SOAL LATIHAN:
[A] Sebutkan semua sifat yang dilekatkan pada laki-laki dan pada perempuan menurut teks tentang stereotip gender.
[B] Perbarui bagian teks tentang stereotip gender yang dimulai dari kata-kata "Mansour Fakih juga" dan berakhir setelah "rendah dibandingkan laki-laki.", dengan mengganti "kepala keluarga" menjadi "pemimpin rumah tangga".
━━━ TEKS BACAAN
Pada akhirnya stereotip gender yang beredar di masyarakat justru dianggap sebagai ketentuan biologis dari Tuhan, sehingga konsepsi tersebut dipahami sebagai kodrat laki-laki dan kodrat perempuan. Pelabelan justru menghadirkan relasi kekuasaan yang timpang, di mana terdapat pihak yang mendominasi (dalam hal ini laki-laki) dan yang dipinggirkan (perempuan). Laki-laki digambarkan sebagai makhluk yang rasional dan perkasa sehingga pantas mendominasi. Sedangkan perempuan merupakan sosok yang tidak rasional dan emosional. Akibatnya, muncul anggapan bahwa kaum perempuan lebih layak bekerja di sektor domestik, sedangkan laki-laki bekerja pada sektor publik.

Sumber: Twitter @tanyakanrl

Mansour Fakih juga menjelaskan pengaruh misinterpretasi ajaran agama yang melanggengkan subordinasi perempuan. Sejatinya hal tersebut tidak berasal dari prinsip maupun ajaran agama, melainkan dari tafsir agama milik masyarakat patriarkal. Contohnya, dalam Al-Qur’an Surah An-Nisa ayat 34, terdapat firman Allah SWT. yang menyebutkan peranan laki-laki dan perempuan dalam lingkup domestik. Namun, hal ini seharusnya tidak serta-merta menjadi justifikasi bahwa Tuhan lebih meninggikan derajat laki-laki dibanding perempuan. Seperti yang tergambar pada cuitan di atas, sang suami merasa posisinya sebagai kepala keluarga tidak dihormati apabila sang istri mendahuluinya dalam menyantap makanan. Adanya pemikiran bahwa lauk yang sudah dimakan istri sebagai “bekas orang lain” merupakan pemikiran yang menempatkan perempuan pada tingkatan yang lebih rendah dibandingkan laki-laki.
━━━━━━
━━━ BARIS YANG DISEDIAKAN
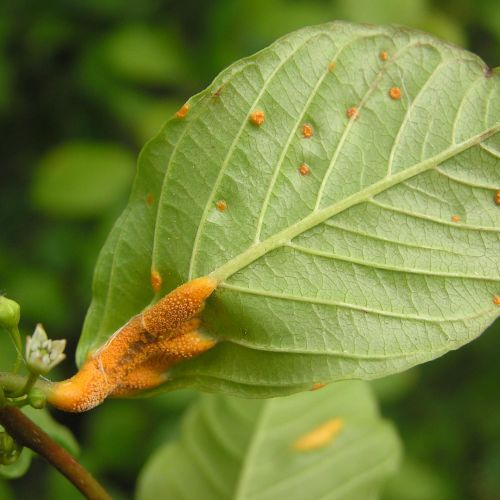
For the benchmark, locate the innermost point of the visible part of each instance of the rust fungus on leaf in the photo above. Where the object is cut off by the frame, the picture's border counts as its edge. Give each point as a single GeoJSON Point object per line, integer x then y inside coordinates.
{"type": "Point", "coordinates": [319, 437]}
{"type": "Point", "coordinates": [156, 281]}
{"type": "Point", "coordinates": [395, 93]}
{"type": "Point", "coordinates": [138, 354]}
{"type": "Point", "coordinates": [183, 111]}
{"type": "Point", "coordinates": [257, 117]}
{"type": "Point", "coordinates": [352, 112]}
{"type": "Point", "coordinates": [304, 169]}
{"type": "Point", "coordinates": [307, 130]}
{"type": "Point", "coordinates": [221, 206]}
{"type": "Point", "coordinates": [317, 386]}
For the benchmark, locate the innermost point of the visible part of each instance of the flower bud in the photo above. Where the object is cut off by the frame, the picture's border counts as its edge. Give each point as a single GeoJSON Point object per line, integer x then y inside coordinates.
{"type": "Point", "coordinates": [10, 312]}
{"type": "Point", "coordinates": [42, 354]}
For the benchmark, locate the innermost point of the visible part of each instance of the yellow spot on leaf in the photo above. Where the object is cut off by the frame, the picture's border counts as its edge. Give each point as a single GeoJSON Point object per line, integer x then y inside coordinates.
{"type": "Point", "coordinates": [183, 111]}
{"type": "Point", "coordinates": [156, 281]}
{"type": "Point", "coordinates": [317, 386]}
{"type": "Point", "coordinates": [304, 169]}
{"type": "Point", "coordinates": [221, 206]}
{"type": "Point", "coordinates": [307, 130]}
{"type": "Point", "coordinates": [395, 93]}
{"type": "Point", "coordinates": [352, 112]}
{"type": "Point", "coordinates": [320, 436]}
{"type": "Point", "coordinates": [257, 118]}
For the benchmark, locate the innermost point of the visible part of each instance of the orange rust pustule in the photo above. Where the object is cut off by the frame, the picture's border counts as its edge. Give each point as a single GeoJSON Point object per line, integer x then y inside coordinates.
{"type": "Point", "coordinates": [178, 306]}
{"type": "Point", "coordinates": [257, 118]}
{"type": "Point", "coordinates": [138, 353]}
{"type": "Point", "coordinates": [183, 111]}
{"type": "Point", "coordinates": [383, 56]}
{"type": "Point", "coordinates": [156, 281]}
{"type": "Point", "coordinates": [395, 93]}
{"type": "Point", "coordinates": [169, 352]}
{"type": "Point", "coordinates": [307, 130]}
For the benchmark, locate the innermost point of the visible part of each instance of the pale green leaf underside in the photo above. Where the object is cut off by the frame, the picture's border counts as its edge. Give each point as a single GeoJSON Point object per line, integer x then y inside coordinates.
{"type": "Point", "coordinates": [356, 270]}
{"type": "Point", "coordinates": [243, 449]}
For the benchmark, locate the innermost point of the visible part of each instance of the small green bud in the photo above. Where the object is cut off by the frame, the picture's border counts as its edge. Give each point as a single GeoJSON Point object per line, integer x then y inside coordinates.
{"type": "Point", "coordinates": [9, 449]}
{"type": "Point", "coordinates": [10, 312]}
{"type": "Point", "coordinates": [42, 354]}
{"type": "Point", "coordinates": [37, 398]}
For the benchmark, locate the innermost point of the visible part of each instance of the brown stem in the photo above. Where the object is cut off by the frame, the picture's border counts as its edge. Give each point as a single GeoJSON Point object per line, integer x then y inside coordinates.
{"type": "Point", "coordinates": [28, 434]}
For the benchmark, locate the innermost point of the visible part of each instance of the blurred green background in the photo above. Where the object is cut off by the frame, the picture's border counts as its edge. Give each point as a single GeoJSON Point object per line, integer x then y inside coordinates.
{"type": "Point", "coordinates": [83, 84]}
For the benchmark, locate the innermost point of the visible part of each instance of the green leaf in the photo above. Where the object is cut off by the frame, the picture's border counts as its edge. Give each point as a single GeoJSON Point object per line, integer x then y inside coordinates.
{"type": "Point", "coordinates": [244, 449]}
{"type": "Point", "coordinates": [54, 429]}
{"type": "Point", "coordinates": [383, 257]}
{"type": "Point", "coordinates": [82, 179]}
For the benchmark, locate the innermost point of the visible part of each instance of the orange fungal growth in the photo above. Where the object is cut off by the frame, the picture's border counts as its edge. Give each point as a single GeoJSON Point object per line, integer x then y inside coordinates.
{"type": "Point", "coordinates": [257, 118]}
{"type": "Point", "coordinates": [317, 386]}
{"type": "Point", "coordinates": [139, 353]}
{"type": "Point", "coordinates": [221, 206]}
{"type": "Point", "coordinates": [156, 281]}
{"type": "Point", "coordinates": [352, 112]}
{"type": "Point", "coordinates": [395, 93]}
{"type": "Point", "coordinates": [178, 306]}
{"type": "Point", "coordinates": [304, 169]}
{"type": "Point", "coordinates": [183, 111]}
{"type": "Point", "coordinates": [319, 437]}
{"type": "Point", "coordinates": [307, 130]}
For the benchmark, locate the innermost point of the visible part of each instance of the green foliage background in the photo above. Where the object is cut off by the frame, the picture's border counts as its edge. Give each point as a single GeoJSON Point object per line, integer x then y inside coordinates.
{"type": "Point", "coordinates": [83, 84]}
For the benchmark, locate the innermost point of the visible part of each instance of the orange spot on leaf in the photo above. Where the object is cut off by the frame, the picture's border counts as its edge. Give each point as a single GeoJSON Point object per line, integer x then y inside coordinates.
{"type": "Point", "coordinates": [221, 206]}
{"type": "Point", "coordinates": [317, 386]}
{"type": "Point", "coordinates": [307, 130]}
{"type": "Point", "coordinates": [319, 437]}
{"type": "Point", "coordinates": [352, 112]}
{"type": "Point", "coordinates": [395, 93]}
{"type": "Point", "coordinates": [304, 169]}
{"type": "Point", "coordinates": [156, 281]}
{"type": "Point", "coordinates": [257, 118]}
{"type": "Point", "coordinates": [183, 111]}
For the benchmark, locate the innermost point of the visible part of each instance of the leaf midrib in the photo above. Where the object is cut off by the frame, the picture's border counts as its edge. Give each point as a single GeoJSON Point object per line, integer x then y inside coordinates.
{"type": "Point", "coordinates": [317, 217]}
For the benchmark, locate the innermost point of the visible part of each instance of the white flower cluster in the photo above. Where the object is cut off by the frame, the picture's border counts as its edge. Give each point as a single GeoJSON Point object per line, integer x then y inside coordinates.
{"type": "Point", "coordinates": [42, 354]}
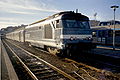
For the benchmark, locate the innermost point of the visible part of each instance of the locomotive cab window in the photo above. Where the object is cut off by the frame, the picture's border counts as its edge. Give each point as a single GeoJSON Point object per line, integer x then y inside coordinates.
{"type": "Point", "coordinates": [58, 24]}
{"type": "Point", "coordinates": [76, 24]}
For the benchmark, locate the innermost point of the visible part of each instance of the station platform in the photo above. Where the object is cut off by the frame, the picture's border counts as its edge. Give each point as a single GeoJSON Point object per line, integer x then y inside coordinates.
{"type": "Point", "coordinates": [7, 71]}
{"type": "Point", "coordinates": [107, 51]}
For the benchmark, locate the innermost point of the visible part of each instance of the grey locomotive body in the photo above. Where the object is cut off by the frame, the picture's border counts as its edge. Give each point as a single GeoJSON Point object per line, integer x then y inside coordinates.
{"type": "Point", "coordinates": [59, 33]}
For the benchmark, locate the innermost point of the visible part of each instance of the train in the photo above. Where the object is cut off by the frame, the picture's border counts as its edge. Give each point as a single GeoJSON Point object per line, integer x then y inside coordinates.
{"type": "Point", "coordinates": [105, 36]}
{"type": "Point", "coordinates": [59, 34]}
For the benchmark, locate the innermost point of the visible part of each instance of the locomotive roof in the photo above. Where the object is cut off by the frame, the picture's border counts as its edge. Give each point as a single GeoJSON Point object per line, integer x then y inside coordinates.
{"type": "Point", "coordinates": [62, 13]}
━━━━━━
PEMBAHASAN SOAL:
[A] Laki-laki: rasional, perkasa. Perempuan: tidak rasional, emosional.

[B]
Mansour Fakih juga menjelaskan pengaruh misinterpretasi ajaran agama yang melanggengkan subordinasi perempuan. Sejatinya hal tersebut tidak berasal dari prinsip maupun ajaran agama, melainkan dari tafsir agama milik masyarakat patriarkal. Contohnya, dalam Al-Qur’an Surah An-Nisa ayat 34, terdapat firman Allah SWT. yang menyebutkan peranan laki-laki dan perempuan dalam lingkup domestik. Namun, hal ini seharusnya tidak serta-merta menjadi justifikasi bahwa Tuhan lebih meninggikan derajat laki-laki dibanding perempuan. Seperti yang tergambar pada cuitan di atas, sang suami merasa posisinya sebagai pemimpin rumah tangga tidak dihormati apabila sang istri mendahuluinya dalam menyantap makanan. Adanya pemikiran bahwa lauk yang sudah dimakan istri sebagai “bekas orang lain” merupakan pemikiran yang menempatkan perempuan pada tingkatan yang lebih rendah dibandingkan laki-laki.